**Stated problem**
Report each line of the data below that contains the word "white", copying every such line in full.

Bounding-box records
---

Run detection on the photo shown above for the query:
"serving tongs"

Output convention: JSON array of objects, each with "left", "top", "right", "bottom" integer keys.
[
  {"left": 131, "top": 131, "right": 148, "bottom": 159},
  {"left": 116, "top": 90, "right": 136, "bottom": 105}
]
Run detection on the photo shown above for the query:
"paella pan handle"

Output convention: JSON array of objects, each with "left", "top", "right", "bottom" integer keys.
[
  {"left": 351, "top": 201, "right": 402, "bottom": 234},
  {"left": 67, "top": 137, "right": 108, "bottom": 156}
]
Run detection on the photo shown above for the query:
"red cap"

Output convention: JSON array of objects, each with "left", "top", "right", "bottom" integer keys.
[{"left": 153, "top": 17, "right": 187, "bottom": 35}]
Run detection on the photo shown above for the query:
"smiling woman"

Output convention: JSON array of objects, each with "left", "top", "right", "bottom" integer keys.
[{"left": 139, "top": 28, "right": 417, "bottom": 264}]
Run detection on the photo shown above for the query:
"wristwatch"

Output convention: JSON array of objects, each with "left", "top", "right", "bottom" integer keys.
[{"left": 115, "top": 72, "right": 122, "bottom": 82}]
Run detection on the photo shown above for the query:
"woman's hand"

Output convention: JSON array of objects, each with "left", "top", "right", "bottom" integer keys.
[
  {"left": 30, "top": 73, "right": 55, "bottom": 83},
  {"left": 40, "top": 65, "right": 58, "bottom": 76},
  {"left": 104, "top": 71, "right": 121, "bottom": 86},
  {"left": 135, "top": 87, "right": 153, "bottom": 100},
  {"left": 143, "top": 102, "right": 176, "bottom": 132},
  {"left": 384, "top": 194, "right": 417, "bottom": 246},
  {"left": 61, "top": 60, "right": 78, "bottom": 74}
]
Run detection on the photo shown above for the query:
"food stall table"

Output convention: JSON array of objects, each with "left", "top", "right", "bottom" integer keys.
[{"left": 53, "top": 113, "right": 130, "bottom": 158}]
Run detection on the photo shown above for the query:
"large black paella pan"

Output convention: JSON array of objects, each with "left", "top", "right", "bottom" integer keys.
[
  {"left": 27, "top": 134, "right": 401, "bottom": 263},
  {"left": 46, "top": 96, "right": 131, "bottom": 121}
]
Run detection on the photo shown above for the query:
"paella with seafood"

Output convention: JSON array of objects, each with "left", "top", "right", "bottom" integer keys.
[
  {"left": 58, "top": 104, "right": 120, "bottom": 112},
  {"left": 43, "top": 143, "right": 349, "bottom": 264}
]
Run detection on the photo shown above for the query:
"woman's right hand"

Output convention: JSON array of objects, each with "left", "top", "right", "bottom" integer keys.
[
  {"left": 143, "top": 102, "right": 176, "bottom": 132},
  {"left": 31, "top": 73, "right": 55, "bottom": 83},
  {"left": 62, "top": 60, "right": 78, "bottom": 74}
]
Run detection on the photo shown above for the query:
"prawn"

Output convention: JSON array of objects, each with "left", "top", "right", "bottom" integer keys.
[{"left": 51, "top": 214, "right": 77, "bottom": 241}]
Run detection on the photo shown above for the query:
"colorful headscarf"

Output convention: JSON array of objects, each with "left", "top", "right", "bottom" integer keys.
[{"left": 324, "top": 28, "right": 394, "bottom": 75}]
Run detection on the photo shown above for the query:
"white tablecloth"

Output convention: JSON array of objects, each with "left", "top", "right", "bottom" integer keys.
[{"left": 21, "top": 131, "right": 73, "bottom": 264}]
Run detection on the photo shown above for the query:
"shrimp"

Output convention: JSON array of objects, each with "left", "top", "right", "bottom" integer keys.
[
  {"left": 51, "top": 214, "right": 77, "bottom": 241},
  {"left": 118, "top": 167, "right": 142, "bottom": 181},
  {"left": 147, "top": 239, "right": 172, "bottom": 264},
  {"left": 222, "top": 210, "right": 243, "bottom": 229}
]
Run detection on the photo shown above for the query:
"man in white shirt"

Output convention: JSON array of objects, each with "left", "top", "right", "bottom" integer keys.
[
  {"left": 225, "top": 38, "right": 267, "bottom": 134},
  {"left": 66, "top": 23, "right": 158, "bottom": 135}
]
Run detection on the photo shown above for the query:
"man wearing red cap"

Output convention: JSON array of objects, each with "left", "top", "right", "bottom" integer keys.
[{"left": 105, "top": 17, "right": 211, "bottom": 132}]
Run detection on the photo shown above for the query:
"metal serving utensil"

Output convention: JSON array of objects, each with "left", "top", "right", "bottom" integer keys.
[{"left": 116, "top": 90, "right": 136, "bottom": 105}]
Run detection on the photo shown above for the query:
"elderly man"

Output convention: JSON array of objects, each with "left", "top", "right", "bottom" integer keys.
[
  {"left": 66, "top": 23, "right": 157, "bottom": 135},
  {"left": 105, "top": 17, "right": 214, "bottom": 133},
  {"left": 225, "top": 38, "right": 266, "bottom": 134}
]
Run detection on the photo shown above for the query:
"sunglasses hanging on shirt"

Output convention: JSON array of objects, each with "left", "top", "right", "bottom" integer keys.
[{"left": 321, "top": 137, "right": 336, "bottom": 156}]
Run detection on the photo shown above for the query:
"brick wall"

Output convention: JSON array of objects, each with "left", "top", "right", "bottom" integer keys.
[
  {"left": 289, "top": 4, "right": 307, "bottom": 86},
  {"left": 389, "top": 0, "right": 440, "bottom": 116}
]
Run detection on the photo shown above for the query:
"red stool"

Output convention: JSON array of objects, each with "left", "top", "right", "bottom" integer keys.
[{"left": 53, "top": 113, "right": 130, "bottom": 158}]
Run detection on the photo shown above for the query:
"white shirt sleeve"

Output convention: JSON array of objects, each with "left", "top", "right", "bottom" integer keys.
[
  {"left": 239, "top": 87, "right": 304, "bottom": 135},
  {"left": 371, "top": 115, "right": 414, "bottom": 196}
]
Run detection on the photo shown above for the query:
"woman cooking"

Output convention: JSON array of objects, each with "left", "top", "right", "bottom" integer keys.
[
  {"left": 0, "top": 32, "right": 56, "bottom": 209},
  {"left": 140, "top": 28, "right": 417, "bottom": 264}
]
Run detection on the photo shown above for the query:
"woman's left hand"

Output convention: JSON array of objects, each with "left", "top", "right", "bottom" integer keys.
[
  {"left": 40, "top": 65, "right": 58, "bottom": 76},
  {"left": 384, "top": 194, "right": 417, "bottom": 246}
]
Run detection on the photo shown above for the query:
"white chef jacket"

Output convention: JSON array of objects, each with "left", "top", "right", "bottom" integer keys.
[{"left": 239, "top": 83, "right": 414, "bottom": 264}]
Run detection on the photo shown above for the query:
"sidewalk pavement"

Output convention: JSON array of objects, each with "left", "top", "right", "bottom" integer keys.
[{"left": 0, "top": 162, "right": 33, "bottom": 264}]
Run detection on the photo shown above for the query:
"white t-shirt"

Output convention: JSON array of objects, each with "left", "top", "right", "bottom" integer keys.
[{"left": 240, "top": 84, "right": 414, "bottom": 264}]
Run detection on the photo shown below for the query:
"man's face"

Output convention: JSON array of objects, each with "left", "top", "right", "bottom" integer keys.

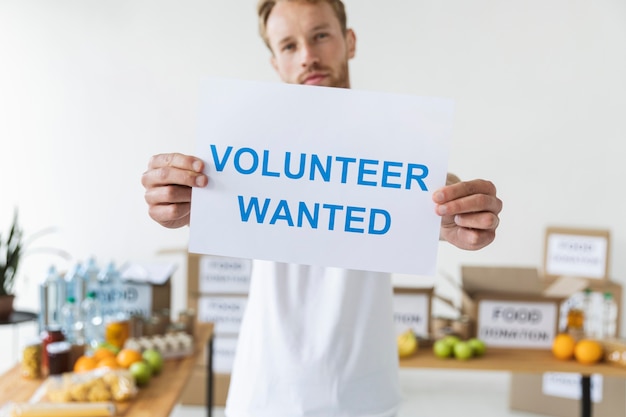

---

**Solution**
"white tablecloth"
"man in white shirt"
"white shirt sleeve"
"white chef jacket"
"white t-shirt"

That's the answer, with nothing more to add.